## WRITTEN REQUEST
From the listing below, keep only the lines that contain the string "parking". Case counts.

------------------------------------------------------------------------

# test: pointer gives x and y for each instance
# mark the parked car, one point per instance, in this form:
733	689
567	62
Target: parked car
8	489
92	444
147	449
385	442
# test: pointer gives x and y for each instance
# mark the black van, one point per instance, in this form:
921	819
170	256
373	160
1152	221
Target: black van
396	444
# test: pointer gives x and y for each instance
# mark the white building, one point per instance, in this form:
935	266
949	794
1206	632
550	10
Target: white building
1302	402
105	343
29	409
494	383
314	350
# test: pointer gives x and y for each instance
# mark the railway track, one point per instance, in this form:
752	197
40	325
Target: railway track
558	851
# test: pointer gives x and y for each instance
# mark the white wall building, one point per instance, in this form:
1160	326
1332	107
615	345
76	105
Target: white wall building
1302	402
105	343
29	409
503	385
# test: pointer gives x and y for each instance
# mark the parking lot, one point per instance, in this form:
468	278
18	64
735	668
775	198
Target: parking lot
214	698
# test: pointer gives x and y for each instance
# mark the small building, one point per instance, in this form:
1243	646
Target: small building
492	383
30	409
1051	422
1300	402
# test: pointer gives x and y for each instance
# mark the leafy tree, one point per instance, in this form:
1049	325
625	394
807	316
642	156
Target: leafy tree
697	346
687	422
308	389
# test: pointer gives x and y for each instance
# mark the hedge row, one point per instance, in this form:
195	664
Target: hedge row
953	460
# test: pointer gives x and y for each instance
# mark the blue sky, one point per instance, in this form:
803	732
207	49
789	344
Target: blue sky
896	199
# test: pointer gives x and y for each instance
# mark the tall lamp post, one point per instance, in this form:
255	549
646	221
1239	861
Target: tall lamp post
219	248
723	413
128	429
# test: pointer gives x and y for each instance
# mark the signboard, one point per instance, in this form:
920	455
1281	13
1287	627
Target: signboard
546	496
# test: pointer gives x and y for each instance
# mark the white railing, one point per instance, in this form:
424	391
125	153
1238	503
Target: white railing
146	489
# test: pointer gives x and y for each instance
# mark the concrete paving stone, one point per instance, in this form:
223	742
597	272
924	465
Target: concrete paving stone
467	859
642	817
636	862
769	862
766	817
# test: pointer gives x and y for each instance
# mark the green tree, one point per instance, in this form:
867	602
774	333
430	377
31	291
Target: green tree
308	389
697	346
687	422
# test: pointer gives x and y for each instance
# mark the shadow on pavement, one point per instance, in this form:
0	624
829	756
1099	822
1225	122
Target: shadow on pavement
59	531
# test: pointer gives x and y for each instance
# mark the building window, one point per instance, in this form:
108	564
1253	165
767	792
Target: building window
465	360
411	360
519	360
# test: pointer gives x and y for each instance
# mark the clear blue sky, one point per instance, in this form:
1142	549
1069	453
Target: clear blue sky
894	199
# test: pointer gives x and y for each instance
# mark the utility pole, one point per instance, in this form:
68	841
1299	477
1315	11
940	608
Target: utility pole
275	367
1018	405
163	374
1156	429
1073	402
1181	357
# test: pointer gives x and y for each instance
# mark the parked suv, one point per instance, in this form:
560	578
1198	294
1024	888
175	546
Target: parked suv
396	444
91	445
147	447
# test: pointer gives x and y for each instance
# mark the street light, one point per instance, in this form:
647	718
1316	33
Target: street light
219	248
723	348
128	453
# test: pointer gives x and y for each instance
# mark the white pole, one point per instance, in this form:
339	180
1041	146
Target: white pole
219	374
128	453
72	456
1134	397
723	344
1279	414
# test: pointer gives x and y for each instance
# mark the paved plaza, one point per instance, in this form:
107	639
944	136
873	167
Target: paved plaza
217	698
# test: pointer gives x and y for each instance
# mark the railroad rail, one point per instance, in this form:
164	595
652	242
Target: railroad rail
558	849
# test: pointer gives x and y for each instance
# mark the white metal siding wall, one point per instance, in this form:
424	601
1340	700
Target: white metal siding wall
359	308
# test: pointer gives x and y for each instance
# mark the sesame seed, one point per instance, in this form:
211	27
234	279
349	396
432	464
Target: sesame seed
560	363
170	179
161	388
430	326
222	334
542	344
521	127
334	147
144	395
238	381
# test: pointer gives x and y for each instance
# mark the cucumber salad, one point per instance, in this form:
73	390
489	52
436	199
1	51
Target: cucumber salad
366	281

------------------------------------------------------------------------

## WRITTEN SOLUTION
# mark the parking lot, one point per instance, in this form:
Target: parking lot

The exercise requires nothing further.